## Begin

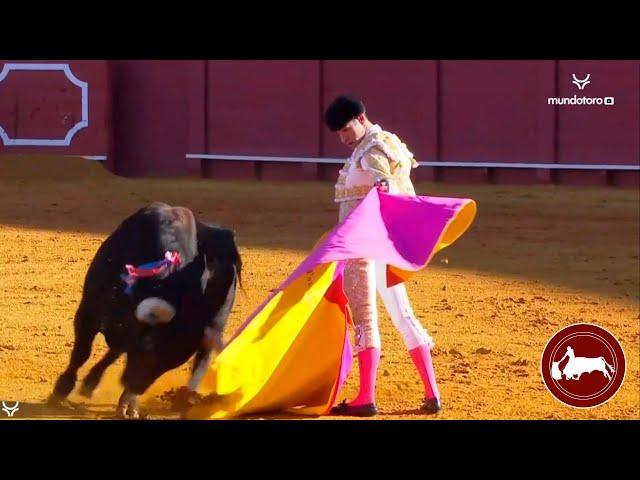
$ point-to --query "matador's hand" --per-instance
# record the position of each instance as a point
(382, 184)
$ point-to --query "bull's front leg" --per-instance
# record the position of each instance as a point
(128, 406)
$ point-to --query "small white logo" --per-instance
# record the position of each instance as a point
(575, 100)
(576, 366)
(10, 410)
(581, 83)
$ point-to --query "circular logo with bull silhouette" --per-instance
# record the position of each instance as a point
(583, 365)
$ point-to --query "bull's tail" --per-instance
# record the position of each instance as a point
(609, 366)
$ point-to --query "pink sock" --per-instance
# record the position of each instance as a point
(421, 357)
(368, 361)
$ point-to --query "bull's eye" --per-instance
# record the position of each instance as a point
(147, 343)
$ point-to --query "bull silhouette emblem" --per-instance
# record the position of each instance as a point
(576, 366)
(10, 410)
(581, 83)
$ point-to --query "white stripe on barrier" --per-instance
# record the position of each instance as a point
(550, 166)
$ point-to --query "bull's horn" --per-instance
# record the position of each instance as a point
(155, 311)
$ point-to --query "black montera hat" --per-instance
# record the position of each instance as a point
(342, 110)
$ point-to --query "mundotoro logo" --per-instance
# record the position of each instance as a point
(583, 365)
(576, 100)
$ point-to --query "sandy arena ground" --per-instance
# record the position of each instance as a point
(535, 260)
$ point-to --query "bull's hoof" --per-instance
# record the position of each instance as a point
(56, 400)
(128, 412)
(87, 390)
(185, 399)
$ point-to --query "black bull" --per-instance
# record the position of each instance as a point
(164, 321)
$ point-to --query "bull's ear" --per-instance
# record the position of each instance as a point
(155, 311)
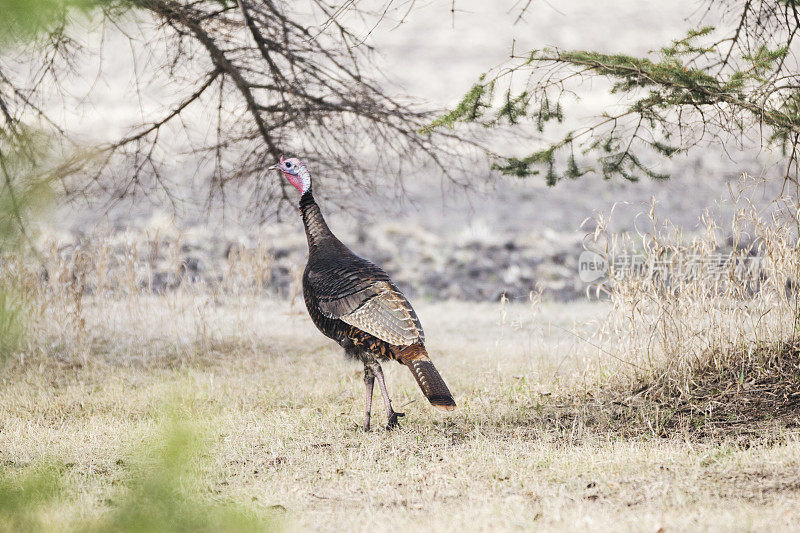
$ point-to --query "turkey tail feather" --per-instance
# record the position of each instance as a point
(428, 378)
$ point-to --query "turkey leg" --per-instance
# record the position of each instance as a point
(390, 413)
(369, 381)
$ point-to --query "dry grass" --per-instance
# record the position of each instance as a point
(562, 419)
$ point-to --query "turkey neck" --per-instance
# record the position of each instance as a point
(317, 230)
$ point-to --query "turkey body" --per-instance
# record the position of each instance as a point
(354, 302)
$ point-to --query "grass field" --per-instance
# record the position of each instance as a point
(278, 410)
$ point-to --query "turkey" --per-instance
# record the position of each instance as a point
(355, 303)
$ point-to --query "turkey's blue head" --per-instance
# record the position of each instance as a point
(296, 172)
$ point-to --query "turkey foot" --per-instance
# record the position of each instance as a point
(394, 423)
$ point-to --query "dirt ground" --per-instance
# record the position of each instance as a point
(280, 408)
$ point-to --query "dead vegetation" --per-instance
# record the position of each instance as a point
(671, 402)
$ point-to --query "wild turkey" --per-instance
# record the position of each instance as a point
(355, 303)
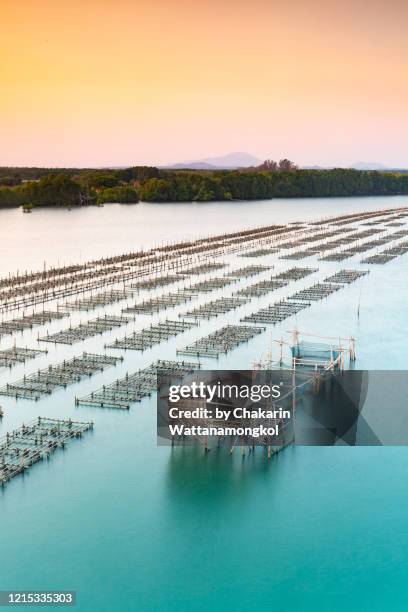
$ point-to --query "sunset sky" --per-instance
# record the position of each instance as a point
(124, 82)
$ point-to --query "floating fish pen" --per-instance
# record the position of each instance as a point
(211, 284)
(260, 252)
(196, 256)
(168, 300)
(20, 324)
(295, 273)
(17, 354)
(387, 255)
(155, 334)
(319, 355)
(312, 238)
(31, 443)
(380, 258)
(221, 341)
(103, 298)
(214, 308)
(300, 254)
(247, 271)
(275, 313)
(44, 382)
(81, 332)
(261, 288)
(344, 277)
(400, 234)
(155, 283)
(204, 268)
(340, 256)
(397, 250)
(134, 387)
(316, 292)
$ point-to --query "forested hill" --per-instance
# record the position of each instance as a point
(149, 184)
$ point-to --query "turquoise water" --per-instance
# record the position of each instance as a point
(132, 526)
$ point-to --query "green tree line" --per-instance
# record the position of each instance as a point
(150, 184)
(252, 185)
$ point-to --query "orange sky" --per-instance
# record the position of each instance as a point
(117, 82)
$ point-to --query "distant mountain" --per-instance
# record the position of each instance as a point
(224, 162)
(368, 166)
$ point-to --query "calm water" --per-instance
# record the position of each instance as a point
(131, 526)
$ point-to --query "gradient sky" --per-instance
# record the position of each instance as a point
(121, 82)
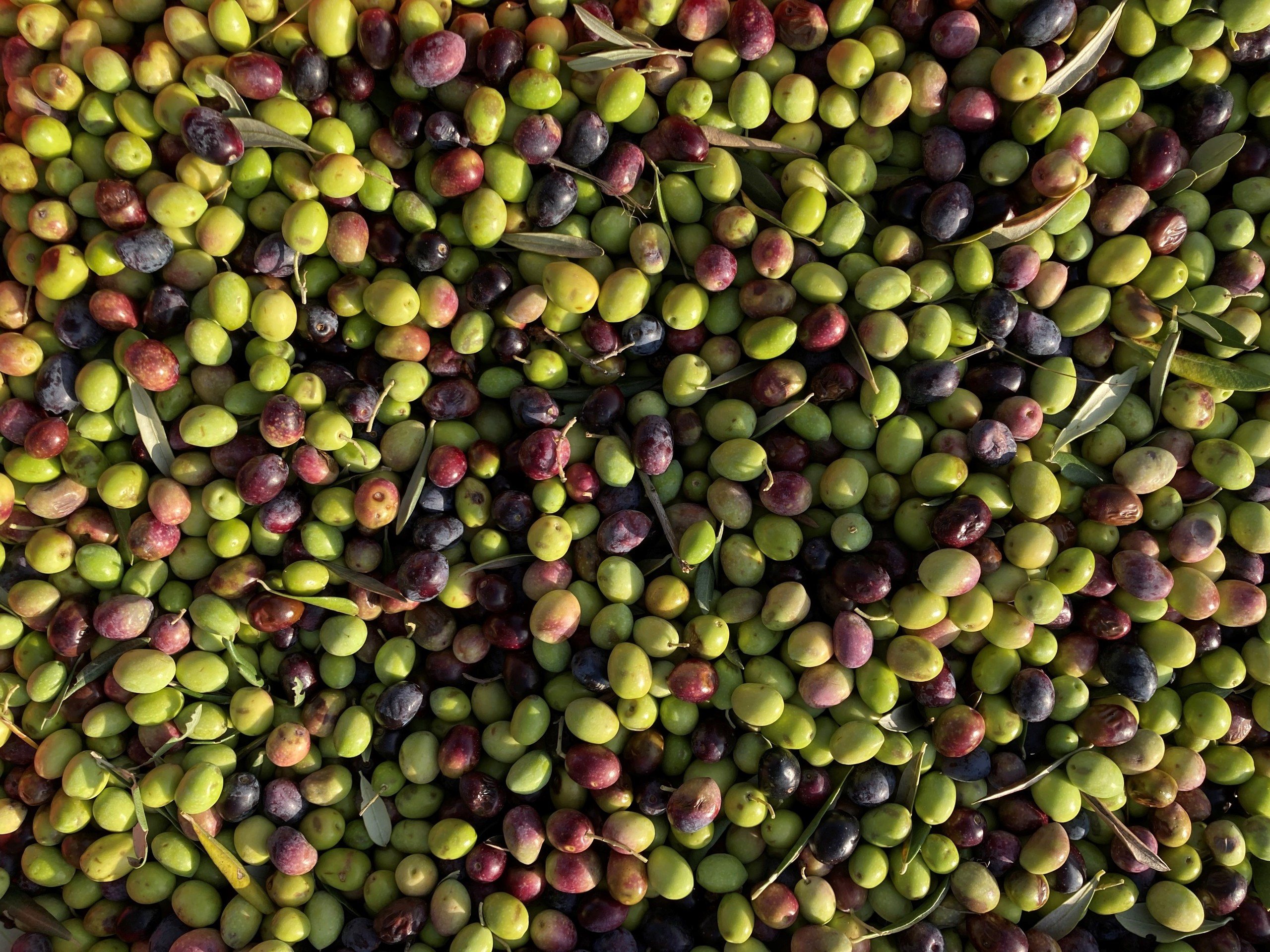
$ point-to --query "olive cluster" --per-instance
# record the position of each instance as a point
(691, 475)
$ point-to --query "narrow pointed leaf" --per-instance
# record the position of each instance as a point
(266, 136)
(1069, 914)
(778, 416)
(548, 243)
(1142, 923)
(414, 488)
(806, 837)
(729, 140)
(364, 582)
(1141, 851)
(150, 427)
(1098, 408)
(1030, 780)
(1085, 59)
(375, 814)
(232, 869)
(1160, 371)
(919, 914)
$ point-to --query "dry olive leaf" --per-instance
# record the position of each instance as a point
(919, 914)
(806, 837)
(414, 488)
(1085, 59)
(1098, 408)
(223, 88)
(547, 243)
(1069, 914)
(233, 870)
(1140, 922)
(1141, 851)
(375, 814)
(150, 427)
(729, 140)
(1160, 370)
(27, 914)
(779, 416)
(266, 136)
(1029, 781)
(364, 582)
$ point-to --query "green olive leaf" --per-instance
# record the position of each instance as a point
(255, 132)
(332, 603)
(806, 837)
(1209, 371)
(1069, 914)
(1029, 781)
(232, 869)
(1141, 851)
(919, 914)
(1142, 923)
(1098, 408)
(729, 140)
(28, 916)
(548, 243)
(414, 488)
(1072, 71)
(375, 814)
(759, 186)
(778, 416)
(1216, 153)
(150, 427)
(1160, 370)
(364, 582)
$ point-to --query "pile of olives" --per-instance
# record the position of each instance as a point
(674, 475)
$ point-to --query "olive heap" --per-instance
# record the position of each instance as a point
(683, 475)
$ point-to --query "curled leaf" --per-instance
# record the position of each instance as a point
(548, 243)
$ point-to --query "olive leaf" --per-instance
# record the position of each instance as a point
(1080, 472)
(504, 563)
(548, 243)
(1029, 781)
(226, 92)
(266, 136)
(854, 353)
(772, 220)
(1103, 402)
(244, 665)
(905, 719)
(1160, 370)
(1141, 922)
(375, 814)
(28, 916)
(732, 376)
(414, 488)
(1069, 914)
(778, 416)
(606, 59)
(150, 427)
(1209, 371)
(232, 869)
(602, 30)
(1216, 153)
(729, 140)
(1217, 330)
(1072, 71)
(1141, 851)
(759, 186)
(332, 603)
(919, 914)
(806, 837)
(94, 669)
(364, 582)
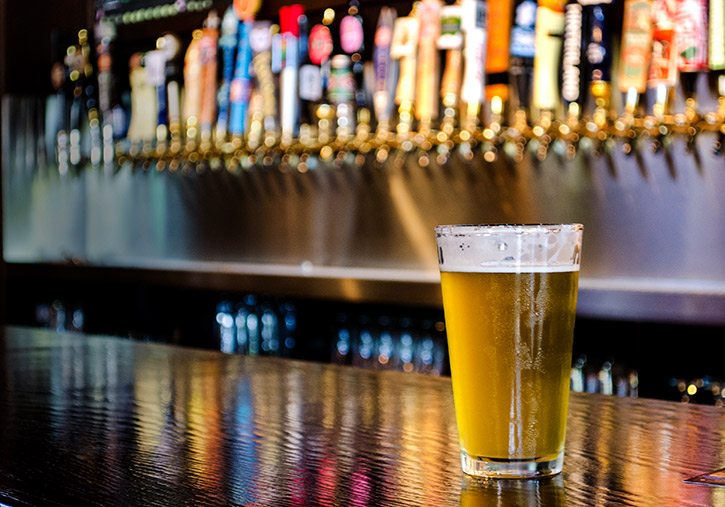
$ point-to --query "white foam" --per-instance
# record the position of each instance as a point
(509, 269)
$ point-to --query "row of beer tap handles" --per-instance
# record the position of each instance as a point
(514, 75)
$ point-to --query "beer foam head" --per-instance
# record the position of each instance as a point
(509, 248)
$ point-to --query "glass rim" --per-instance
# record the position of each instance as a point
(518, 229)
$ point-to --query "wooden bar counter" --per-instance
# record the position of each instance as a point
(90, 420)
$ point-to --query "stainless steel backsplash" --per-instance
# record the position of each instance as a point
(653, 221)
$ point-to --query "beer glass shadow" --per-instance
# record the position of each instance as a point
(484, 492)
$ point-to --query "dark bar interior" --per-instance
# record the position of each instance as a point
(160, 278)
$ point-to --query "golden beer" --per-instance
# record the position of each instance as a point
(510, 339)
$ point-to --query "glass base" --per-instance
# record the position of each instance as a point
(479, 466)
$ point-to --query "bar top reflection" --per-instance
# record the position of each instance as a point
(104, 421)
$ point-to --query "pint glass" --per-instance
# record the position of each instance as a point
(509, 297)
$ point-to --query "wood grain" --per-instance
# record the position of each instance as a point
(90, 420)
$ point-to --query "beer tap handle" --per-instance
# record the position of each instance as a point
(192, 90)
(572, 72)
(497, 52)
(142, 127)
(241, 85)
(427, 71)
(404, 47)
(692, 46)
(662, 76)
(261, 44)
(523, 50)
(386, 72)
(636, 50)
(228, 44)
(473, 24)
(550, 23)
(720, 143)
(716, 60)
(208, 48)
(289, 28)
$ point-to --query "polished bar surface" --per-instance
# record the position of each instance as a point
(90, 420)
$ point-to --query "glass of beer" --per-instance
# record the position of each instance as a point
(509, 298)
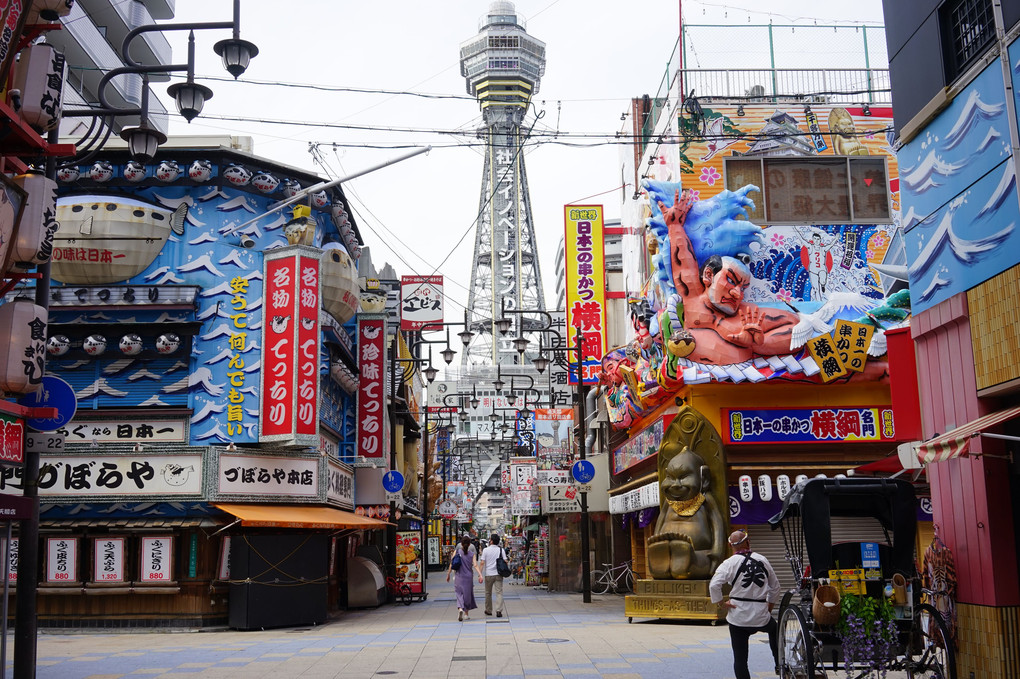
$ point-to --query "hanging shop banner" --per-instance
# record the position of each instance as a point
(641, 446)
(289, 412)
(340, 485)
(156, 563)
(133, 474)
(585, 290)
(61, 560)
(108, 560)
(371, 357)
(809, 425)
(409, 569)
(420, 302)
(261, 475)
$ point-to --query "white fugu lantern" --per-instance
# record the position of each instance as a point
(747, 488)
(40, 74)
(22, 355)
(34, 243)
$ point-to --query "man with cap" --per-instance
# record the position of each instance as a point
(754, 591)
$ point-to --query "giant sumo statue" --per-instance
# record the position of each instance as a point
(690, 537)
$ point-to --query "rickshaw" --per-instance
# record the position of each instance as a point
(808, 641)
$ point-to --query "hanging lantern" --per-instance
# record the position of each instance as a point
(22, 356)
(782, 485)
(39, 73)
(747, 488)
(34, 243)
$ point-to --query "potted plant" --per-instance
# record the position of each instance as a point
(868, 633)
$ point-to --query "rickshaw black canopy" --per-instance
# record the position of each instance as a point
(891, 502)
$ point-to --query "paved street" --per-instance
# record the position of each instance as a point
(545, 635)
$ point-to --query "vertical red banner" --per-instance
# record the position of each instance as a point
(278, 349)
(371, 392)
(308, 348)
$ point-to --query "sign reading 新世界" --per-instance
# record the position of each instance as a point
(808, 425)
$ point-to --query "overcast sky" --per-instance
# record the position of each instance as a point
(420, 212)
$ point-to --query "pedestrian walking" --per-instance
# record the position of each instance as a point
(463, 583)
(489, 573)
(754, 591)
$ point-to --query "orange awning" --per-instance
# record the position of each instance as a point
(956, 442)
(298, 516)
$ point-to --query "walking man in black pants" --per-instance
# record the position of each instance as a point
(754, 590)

## End

- Task to carry out:
Extract everything from the line containing "man in black" down to the end of the records, copying those lines without any changes.

- Reply:
$ point-to --query "walking man in black pants" --per-instance
# record the position of each instance as a point
(754, 590)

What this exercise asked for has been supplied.